• ABOUT THIS TASK: Every line in the data below from the one containing "Target: railing" down to the one containing "hilltop building in the photo above.", both included, must be retyped exactly; no other line is to appear.

• Stored items:
────────────────────────────────────────

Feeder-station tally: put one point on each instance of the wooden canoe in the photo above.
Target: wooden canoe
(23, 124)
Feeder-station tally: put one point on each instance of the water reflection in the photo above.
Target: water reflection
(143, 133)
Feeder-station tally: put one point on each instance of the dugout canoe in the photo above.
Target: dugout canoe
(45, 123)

────────────────────────────────────────

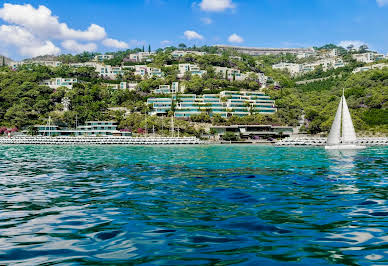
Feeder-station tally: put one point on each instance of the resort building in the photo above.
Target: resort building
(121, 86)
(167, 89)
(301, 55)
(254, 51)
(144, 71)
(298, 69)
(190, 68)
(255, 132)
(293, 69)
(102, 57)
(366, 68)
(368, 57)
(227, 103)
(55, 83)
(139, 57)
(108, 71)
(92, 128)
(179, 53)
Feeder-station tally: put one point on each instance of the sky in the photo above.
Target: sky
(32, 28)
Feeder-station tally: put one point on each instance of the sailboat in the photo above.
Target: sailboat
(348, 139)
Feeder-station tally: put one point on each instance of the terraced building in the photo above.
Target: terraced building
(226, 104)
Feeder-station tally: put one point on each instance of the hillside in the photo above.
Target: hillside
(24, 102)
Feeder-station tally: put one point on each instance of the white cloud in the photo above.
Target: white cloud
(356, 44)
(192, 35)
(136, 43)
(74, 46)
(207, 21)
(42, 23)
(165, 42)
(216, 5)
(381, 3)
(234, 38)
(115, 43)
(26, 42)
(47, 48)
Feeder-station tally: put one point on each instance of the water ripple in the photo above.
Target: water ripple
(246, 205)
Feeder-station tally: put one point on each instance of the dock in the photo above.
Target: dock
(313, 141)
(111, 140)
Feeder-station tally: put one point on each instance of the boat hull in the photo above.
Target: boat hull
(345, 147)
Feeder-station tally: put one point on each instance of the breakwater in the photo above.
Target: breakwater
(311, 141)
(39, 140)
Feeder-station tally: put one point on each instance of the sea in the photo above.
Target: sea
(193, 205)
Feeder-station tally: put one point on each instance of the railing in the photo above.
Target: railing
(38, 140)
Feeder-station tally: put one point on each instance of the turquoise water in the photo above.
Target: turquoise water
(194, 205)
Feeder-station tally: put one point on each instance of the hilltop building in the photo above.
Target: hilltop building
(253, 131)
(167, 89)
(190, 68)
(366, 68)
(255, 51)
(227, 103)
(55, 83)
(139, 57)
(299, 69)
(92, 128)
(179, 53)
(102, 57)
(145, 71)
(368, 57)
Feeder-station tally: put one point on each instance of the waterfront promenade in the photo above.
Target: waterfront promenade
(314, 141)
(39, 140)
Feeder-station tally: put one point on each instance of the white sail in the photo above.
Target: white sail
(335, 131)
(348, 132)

────────────────────────────────────────

• RESULT FOR THIS TASK:
Target: railing
(38, 140)
Feeder-station tally: put one point on each instance of the turquoise water in the photo above.
Target: turquoise water
(194, 205)
Feeder-station tally: put one point on each instance of the hilltop building in the photo above.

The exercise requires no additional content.